*WORK TO COMPLETE*. Start at the line below containing "[tag] pink flower" and stop at the line containing "[tag] girl's shoulder". Repeat every line of that stretch exactly, and nothing outside it.

──────────

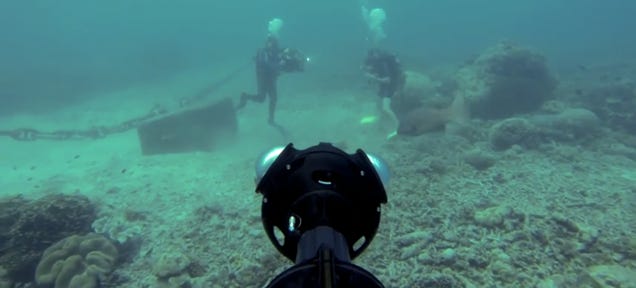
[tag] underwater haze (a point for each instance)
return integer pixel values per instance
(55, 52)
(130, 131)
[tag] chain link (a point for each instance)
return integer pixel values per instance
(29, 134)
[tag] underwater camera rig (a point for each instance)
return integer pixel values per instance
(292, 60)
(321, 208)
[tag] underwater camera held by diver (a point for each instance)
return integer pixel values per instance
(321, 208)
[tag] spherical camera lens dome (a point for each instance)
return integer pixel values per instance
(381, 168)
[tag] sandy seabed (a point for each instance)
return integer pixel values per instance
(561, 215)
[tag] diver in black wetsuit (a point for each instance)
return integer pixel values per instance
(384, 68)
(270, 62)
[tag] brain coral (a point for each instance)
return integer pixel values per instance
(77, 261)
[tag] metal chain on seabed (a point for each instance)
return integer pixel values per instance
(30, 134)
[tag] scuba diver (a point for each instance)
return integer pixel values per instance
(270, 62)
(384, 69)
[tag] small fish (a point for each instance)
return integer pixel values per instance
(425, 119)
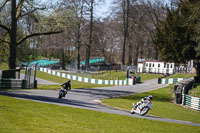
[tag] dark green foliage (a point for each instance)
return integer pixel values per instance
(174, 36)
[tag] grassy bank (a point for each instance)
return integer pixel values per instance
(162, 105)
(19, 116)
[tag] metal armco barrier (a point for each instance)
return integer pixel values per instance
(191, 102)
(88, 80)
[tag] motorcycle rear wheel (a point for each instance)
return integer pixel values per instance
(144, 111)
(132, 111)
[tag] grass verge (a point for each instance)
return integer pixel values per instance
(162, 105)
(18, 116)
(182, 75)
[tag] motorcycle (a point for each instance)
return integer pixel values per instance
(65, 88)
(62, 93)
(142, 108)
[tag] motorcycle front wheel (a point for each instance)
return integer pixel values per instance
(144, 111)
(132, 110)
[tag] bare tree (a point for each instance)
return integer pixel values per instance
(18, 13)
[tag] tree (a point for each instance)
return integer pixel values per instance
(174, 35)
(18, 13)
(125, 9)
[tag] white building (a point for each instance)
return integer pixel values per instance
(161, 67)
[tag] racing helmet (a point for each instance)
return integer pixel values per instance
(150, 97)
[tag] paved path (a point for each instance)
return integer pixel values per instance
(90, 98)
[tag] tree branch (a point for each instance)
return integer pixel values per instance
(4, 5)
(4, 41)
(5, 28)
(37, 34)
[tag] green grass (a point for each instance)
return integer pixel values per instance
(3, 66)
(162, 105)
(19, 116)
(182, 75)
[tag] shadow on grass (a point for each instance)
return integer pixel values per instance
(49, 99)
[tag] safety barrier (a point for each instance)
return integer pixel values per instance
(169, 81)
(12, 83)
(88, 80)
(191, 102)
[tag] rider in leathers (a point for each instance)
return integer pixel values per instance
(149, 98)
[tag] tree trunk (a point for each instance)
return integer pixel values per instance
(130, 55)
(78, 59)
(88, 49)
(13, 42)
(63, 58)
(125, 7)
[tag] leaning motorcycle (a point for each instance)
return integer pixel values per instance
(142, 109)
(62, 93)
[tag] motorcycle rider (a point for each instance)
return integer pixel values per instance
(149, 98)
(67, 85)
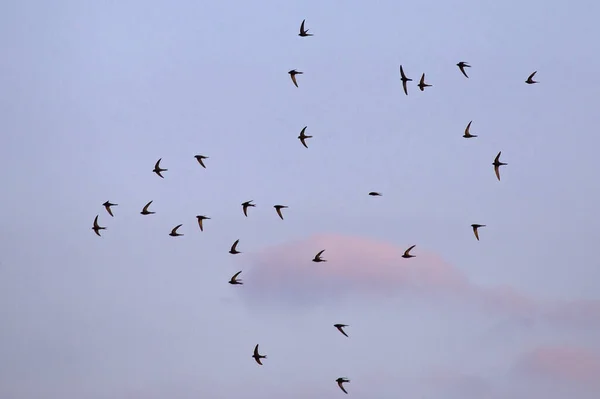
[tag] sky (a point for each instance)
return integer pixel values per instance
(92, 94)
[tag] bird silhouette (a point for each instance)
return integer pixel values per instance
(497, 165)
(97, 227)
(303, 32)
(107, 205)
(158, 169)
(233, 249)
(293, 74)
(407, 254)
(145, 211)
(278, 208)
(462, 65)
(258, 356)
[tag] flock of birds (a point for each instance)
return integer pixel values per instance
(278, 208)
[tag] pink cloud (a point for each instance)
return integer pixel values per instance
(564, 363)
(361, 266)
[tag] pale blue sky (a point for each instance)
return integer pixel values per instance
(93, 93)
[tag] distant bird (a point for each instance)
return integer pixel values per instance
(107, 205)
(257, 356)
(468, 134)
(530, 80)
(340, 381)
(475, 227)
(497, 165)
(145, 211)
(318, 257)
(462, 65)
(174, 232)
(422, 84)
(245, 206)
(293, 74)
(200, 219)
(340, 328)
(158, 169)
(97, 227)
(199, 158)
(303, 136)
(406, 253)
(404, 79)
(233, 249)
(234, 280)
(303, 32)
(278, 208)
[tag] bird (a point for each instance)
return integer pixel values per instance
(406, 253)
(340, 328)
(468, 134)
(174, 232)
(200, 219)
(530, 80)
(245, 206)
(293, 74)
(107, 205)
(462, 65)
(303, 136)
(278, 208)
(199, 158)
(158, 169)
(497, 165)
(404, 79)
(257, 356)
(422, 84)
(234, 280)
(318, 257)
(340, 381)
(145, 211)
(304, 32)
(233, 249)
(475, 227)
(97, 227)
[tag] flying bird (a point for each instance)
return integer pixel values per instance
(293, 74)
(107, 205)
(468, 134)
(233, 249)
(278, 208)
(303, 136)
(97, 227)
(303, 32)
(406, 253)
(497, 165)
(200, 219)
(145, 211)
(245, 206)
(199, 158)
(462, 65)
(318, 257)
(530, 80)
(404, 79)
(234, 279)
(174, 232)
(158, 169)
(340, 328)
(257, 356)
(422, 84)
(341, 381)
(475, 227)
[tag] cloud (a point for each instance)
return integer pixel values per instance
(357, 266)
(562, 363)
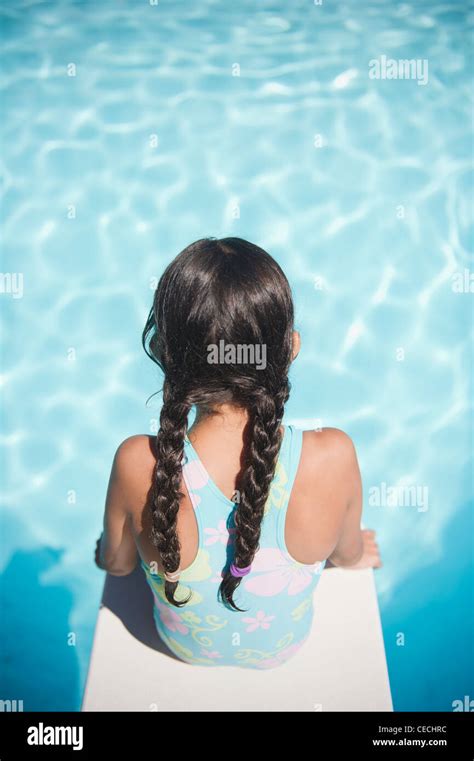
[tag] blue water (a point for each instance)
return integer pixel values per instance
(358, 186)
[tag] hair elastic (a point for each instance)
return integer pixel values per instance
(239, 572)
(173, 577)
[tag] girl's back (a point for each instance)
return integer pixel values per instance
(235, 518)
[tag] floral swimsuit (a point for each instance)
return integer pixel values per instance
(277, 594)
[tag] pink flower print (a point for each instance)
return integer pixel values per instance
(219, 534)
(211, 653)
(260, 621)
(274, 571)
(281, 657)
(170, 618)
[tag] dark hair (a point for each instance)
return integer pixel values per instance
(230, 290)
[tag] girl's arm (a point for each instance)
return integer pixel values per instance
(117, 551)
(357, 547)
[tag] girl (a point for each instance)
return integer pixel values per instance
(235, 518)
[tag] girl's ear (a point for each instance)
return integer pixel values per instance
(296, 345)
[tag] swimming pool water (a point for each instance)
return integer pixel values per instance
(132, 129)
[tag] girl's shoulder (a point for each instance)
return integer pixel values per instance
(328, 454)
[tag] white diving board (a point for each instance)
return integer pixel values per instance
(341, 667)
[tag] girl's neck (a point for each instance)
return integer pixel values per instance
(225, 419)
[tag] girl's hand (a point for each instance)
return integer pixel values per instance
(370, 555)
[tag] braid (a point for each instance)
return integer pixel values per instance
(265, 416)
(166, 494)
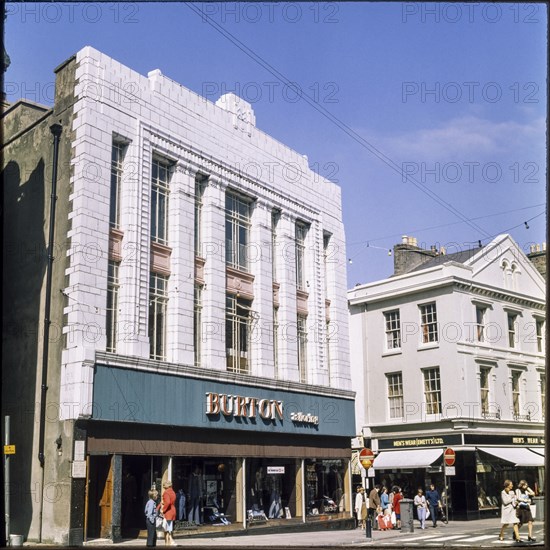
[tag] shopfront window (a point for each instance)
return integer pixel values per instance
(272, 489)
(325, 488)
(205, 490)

──────────

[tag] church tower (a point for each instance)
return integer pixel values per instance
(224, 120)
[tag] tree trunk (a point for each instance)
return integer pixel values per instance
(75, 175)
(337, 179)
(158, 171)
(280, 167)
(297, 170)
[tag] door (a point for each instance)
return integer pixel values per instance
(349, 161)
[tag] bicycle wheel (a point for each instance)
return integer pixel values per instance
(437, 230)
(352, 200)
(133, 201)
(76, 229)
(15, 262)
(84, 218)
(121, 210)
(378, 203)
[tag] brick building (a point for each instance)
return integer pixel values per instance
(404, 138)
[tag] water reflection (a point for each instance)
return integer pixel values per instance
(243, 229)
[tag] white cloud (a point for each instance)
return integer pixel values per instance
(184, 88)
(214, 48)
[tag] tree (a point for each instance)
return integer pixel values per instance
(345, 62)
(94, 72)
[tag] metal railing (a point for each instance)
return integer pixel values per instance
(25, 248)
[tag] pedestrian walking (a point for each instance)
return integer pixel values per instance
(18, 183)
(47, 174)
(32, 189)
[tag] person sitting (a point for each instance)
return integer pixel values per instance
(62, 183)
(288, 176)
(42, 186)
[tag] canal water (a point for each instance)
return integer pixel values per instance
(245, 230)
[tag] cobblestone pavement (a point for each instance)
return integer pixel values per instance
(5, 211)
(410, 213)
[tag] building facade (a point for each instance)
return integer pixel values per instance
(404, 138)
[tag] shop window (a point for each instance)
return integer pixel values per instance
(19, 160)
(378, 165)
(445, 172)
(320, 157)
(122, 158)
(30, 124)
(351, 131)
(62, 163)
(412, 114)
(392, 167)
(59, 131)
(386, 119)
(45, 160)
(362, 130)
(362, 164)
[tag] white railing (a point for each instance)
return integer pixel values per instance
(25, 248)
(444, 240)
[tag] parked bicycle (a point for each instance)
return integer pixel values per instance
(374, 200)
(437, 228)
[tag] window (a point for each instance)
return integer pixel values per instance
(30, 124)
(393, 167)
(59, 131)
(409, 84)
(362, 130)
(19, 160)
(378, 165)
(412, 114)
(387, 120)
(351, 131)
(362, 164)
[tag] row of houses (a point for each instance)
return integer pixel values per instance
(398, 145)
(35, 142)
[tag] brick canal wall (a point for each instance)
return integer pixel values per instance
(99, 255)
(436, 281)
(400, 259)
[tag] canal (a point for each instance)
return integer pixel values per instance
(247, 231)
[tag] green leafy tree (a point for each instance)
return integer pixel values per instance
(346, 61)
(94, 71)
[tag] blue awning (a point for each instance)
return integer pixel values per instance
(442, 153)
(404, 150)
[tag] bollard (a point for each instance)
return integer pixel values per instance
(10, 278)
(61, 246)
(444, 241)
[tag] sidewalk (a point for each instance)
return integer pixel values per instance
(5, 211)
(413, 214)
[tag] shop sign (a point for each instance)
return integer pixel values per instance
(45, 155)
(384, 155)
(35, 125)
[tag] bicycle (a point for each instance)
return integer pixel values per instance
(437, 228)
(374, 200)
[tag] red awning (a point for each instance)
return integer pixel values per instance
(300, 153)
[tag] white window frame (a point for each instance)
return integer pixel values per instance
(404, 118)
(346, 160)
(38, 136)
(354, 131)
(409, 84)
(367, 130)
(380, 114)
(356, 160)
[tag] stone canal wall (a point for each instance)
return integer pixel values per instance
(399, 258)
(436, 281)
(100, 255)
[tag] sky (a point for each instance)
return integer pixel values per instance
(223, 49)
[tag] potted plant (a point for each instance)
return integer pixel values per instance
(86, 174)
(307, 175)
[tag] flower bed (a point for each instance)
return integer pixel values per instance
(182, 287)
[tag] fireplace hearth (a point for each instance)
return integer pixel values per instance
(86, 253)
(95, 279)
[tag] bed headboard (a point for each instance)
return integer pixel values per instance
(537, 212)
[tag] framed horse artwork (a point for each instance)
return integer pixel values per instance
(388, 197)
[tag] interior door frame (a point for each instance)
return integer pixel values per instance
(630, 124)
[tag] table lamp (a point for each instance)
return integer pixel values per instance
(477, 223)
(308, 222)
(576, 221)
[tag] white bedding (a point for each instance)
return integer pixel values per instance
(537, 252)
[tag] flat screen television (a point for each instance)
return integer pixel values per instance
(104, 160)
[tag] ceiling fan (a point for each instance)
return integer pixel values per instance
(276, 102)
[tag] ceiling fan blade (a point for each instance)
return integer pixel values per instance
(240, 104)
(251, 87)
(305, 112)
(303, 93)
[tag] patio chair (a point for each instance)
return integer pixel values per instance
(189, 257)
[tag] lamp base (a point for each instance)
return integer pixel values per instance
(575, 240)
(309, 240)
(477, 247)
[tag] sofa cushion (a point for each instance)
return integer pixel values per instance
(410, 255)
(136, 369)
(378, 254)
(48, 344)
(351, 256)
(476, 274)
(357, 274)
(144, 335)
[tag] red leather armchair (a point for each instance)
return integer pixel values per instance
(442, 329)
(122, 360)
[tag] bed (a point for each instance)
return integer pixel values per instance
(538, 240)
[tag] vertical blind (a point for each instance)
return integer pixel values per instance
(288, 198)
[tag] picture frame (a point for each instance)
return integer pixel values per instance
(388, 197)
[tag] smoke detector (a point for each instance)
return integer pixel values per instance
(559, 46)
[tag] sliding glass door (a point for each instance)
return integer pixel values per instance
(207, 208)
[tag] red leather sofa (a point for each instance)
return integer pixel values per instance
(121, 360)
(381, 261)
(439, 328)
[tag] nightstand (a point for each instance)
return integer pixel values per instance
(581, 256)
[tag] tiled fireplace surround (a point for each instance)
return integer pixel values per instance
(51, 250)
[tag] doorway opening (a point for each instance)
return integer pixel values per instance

──────────

*OUTPUT OF THE EXERCISE*.
[tag] pink flower print (a point for each instance)
return integer pixel values per instance
(219, 534)
(211, 653)
(260, 621)
(274, 571)
(281, 657)
(170, 618)
[tag] dark hair (a point for each instance)
return integer pixel values per instance
(230, 290)
[tag] girl's arm (a point for each instance)
return integer pixel values per instance
(117, 551)
(357, 547)
[tag] girl (a point for each instance)
return integer pixel values per instance
(235, 518)
[tag] girl's ear (a point for each instance)
return integer pixel values per instance
(296, 345)
[tag] swimming pool water (a point for each instance)
return integer pixel values per instance
(132, 129)
[tag] girl's shoulder (a point for each instance)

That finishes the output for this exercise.